(Point localization data)
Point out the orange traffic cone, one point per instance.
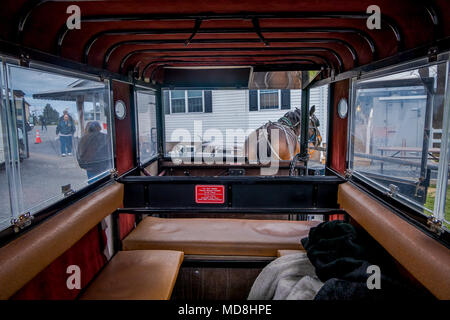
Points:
(38, 137)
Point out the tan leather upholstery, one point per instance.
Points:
(137, 275)
(425, 258)
(25, 257)
(281, 253)
(240, 237)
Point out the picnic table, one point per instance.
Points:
(400, 152)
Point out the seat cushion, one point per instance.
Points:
(239, 237)
(281, 253)
(137, 275)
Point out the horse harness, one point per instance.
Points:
(288, 133)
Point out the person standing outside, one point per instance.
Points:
(94, 154)
(65, 129)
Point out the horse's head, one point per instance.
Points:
(294, 118)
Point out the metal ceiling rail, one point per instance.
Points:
(111, 49)
(242, 16)
(367, 38)
(334, 53)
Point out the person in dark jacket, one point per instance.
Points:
(94, 154)
(65, 129)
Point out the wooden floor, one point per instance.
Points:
(214, 283)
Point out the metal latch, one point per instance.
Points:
(434, 225)
(67, 190)
(393, 190)
(22, 222)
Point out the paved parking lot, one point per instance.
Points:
(42, 174)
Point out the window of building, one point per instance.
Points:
(399, 136)
(318, 98)
(58, 137)
(148, 138)
(269, 99)
(178, 101)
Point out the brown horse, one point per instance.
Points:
(287, 145)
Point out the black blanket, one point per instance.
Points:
(341, 256)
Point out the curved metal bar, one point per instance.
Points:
(111, 49)
(247, 16)
(334, 53)
(326, 62)
(149, 65)
(97, 36)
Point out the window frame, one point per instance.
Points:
(399, 201)
(186, 102)
(269, 109)
(52, 203)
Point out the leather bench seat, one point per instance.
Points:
(238, 237)
(137, 275)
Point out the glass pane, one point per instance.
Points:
(268, 99)
(178, 101)
(146, 105)
(396, 128)
(194, 93)
(5, 204)
(195, 104)
(318, 98)
(63, 140)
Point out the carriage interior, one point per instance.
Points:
(188, 214)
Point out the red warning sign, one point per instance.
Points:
(209, 194)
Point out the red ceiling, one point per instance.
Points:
(297, 32)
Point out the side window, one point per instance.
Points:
(148, 139)
(178, 101)
(397, 136)
(61, 127)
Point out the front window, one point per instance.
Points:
(397, 140)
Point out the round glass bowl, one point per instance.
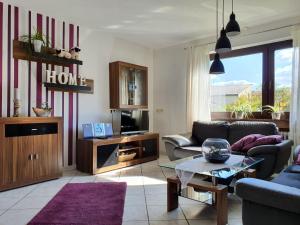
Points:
(216, 150)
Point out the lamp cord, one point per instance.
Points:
(217, 24)
(223, 14)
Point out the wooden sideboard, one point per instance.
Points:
(30, 150)
(101, 155)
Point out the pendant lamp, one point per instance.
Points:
(217, 65)
(223, 44)
(232, 28)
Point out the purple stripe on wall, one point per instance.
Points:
(52, 67)
(63, 93)
(8, 59)
(1, 54)
(29, 69)
(39, 24)
(77, 95)
(47, 39)
(70, 130)
(16, 37)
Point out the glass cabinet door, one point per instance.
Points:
(133, 86)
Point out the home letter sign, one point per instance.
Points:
(65, 78)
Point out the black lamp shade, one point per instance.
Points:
(232, 28)
(223, 44)
(217, 66)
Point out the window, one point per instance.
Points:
(255, 76)
(283, 78)
(241, 84)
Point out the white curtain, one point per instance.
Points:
(295, 99)
(198, 85)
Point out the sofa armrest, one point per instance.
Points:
(269, 194)
(296, 152)
(271, 149)
(180, 140)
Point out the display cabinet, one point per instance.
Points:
(128, 85)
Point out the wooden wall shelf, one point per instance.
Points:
(23, 51)
(89, 89)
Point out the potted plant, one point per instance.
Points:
(242, 111)
(275, 111)
(37, 39)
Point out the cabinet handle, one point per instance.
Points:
(30, 157)
(36, 156)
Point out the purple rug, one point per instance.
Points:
(84, 204)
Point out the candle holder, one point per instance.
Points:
(17, 106)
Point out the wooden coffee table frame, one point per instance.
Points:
(219, 191)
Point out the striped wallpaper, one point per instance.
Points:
(29, 76)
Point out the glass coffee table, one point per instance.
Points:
(208, 182)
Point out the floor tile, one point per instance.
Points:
(18, 192)
(156, 199)
(203, 222)
(169, 222)
(8, 202)
(17, 217)
(200, 211)
(160, 213)
(135, 190)
(135, 200)
(135, 213)
(32, 202)
(135, 222)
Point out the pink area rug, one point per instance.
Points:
(84, 204)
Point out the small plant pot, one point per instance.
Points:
(37, 45)
(239, 115)
(276, 116)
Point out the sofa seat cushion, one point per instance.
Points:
(264, 140)
(214, 129)
(288, 179)
(240, 129)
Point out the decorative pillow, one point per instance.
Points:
(239, 145)
(266, 140)
(297, 162)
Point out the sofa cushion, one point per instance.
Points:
(240, 129)
(240, 144)
(288, 179)
(265, 140)
(214, 129)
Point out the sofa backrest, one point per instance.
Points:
(231, 132)
(240, 129)
(214, 129)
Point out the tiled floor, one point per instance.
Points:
(145, 199)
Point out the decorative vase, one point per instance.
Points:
(37, 45)
(216, 150)
(239, 115)
(39, 112)
(276, 115)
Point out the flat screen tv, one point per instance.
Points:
(131, 121)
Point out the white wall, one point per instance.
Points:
(170, 78)
(170, 91)
(98, 49)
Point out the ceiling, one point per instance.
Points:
(161, 23)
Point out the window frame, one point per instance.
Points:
(268, 70)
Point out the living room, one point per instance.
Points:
(149, 112)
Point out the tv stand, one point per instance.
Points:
(102, 155)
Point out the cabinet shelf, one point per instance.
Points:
(23, 51)
(89, 89)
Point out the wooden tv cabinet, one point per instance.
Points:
(102, 155)
(30, 150)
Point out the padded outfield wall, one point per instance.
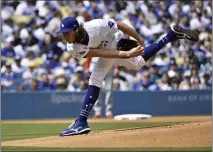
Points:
(44, 105)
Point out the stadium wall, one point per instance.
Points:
(44, 105)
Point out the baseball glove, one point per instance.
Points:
(126, 44)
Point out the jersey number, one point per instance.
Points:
(110, 24)
(103, 44)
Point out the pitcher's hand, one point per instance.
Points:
(139, 50)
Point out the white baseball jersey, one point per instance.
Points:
(102, 34)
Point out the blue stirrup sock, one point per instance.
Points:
(152, 49)
(89, 100)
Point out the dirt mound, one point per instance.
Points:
(153, 119)
(185, 135)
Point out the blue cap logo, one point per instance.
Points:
(68, 24)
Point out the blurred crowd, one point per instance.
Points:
(31, 51)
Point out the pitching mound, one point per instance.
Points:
(186, 135)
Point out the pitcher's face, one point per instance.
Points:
(69, 36)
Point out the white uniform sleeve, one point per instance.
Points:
(78, 51)
(109, 27)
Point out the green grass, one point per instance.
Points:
(25, 131)
(34, 149)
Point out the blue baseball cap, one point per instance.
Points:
(68, 24)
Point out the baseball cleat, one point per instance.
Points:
(182, 33)
(76, 128)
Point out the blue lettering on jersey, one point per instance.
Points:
(102, 45)
(110, 24)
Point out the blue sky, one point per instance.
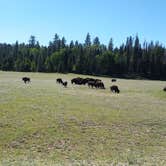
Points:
(74, 18)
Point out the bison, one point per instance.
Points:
(77, 81)
(26, 80)
(64, 84)
(113, 80)
(59, 80)
(115, 89)
(99, 84)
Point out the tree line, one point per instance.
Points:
(131, 58)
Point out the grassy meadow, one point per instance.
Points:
(42, 123)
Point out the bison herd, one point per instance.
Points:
(91, 82)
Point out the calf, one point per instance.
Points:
(115, 89)
(113, 80)
(59, 81)
(64, 84)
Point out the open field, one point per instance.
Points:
(43, 123)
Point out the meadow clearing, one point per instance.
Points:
(43, 123)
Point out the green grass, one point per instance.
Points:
(43, 123)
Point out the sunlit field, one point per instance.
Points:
(43, 123)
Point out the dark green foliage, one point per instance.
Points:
(131, 58)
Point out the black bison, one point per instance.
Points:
(59, 81)
(99, 84)
(26, 80)
(115, 89)
(64, 84)
(91, 84)
(113, 80)
(77, 81)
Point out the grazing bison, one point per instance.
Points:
(59, 81)
(91, 84)
(64, 84)
(115, 89)
(99, 84)
(26, 80)
(77, 81)
(113, 80)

*TASK BRIEF*. Would you return all of the data above word for word, omitting every picture?

*WRITTEN ANSWER*.
Point out the orange traffic cone, one point per instance.
Points:
(38, 137)
Point out the tan leather upholstery, one point per instance.
Points:
(137, 275)
(425, 258)
(25, 257)
(281, 253)
(240, 237)
Point out the picnic table, one point per instance.
Points:
(400, 152)
Point out the seat cushion, one point per instance.
Points:
(239, 237)
(281, 253)
(137, 275)
Point out the horse harness, one point per instance.
Points:
(288, 133)
Point out the person standing outside, one point per instance.
Points:
(94, 154)
(65, 129)
Point out the horse's head, one point per instance.
Points:
(294, 118)
Point out the metal ceiling rail, one point per instance.
Points:
(111, 49)
(242, 16)
(367, 38)
(334, 53)
Point out the person in dark jacket, one point per instance.
Points:
(94, 154)
(65, 129)
Point out the wooden floor, one point per instance.
Points:
(214, 283)
Point out the metal latch, one point per instance.
Points:
(434, 225)
(67, 190)
(393, 190)
(22, 222)
Point out the paved parking lot, one point per instance.
Points:
(42, 174)
Point out the window of building, one point per instance.
Points:
(399, 136)
(318, 98)
(58, 137)
(148, 138)
(269, 99)
(178, 101)
Point out the brown horse, one point per instance.
Points:
(287, 145)
Point out the black blanket, one point per instance.
Points:
(341, 256)
Point out the curved metal bar, one point per instance.
Points:
(111, 49)
(247, 16)
(334, 53)
(326, 62)
(149, 65)
(97, 36)
Point out the window frame, one point per instance.
Points:
(399, 201)
(186, 102)
(269, 109)
(52, 203)
Point out the leather bench seat, one point per instance.
Points:
(238, 237)
(137, 275)
Point out the glass pane, one point per instance.
Points:
(268, 99)
(178, 101)
(146, 105)
(396, 128)
(194, 93)
(5, 204)
(195, 104)
(318, 98)
(63, 140)
Point out the carriage interior, one point per instance.
Points:
(188, 214)
Point out the red warning sign, one point per instance.
Points:
(209, 194)
Point out the red ceiling, one point per instance.
Points:
(297, 32)
Point out the side window, one point per instance.
Points:
(148, 139)
(178, 101)
(397, 136)
(61, 127)
Point out the front window, one point per instance.
Points:
(397, 140)
Point out the round glass bowl, one point per instance.
Points:
(216, 150)
Point out the lamp cord, one point per instance.
Points:
(217, 24)
(223, 14)
Point out the wooden sideboard, one point per instance.
Points:
(30, 150)
(101, 155)
Point out the pendant lamp, one point per instance.
Points:
(217, 65)
(223, 44)
(232, 28)
Point out the purple stripe on wall, one point per instance.
Points:
(52, 67)
(63, 93)
(8, 59)
(1, 54)
(29, 69)
(39, 24)
(77, 95)
(47, 39)
(70, 130)
(16, 37)
Point out the glass cabinet door, one point per instance.
Points:
(133, 86)
Point out the home letter sign, one point per instance.
Points:
(65, 78)
Point out the black lamp shade, one point per instance.
Points:
(232, 28)
(223, 44)
(217, 66)
Point out the window, one point per instance.
Points:
(255, 76)
(283, 78)
(241, 84)
Point out the white curtain, one point per instance.
Points:
(295, 99)
(198, 85)
Point out the sofa armrest, one point per instance.
Points:
(269, 194)
(296, 152)
(271, 149)
(180, 140)
Point out the display cabinet, one point per instance.
Points:
(128, 85)
Point out the wooden wall shelf, one point per instance.
Points:
(23, 51)
(89, 89)
Point out the potted plant, one point per instance.
Points:
(242, 111)
(275, 111)
(37, 39)
Point out the cabinet handle, one point per instance.
Points:
(30, 157)
(36, 156)
Point out the purple rug, one point per instance.
Points:
(84, 204)
Point out the candle holder, one point per instance.
Points:
(17, 106)
Point out the wooden coffee table frame, one point per instance.
Points:
(219, 191)
Point out the striped wallpaper, one point per instance.
Points:
(29, 76)
Point out the glass coffee table, one point per instance.
Points:
(208, 182)
Point out the floor tile, one point per instance.
Points:
(18, 192)
(156, 199)
(203, 222)
(169, 222)
(8, 202)
(17, 217)
(200, 211)
(160, 213)
(135, 190)
(135, 200)
(135, 213)
(32, 202)
(135, 222)
Point out the pink area rug, one point per instance.
Points:
(84, 204)
Point out the small plant pot, one point per instance.
Points:
(37, 45)
(239, 115)
(276, 116)
Point out the sofa seat cushion, one point per instance.
Points:
(264, 140)
(214, 129)
(288, 179)
(240, 129)
Point out the decorative pillow, one point per instance.
Points:
(239, 145)
(266, 140)
(297, 162)
Point out the sofa cushion, one point per instance.
Points:
(240, 129)
(240, 144)
(288, 179)
(265, 140)
(214, 129)
Point out the sofa backrest, one point per instance.
Points:
(231, 132)
(240, 129)
(214, 129)
Point out the tiled floor, one point per instance.
Points:
(145, 199)
Point out the decorative vase, one point per instance.
Points:
(37, 45)
(216, 150)
(239, 115)
(39, 112)
(276, 115)
Point out the flat screen tv, one point per instance.
Points:
(131, 121)
Point out the white wall, one point per instance.
Points:
(170, 78)
(170, 91)
(98, 49)
Point out the ceiling, one point per instance.
Points:
(161, 23)
Point out the window frame, one point per instance.
Points:
(268, 70)
Point out the living room, one point per instance.
Points:
(149, 112)
Point out the tv stand, one point per instance.
Points:
(102, 155)
Point out the cabinet shelf, one point per instance.
Points:
(23, 51)
(89, 89)
Point out the wooden tv cabinet, one point per instance.
Points:
(102, 155)
(30, 150)
Point out the padded outfield wall, one point per instance.
Points:
(44, 105)
Point out the stadium wall, one point per instance.
Points:
(44, 105)
Point out the baseball glove, one point per instance.
Points:
(126, 44)
Point out the jersey number, one point per instance.
Points:
(110, 24)
(103, 44)
Point out the pitcher's hand, one point per instance.
Points:
(139, 50)
Point out the white baseball jersey, one point per instance.
Points:
(102, 34)
Point out the blue stirrup sock, one point per instance.
Points:
(152, 49)
(89, 100)
Point out the dirt mound, one point per instance.
Points:
(153, 119)
(185, 135)
Point out the blue cap logo, one point per instance.
Points:
(68, 24)
Point out the blurred crowd, one point per instance.
Points:
(31, 51)
Point out the pitching mound, one point per instance.
Points:
(186, 135)
Point out the pitcher's face, one point per instance.
Points:
(69, 36)
Point out the white uniform sleeve, one point per instance.
Points:
(78, 51)
(109, 27)
Point out the green grass, one point per instance.
Points:
(25, 131)
(34, 149)
Point out the blue baseball cap, one point per instance.
Points:
(68, 24)
Point out the baseball cleat, one point per instance.
Points:
(182, 33)
(76, 128)
Point out the blue lettering on jersey, one point per instance.
Points:
(102, 45)
(110, 24)
Point out the blue sky, one point per instance.
Points:
(74, 18)
Point out the bison, one point per instance.
Points:
(77, 81)
(26, 80)
(64, 84)
(113, 80)
(59, 80)
(115, 89)
(99, 84)
Point out the tree line, one point per instance.
Points:
(131, 58)
Point out the grassy meadow, one point per instance.
Points:
(42, 123)
Point out the bison herd, one point per instance.
Points:
(91, 82)
Point out the calf, one point per instance.
Points:
(115, 89)
(113, 80)
(59, 81)
(64, 84)
Point out the open field, one point per instance.
Points:
(43, 123)
Point out the meadow clearing, one point per instance.
Points:
(43, 123)
Point out the green grass, one point per instance.
Points:
(43, 123)
Point out the sunlit field, one point per instance.
Points:
(43, 123)
Point out the dark green foliage, one point per instance.
Points:
(131, 58)
Point out the black bison, one point per instance.
Points:
(59, 81)
(99, 84)
(26, 80)
(115, 89)
(64, 84)
(91, 84)
(113, 80)
(77, 81)
Point out the grazing bison, one point per instance.
Points:
(59, 81)
(91, 84)
(64, 84)
(115, 89)
(99, 84)
(26, 80)
(77, 81)
(113, 80)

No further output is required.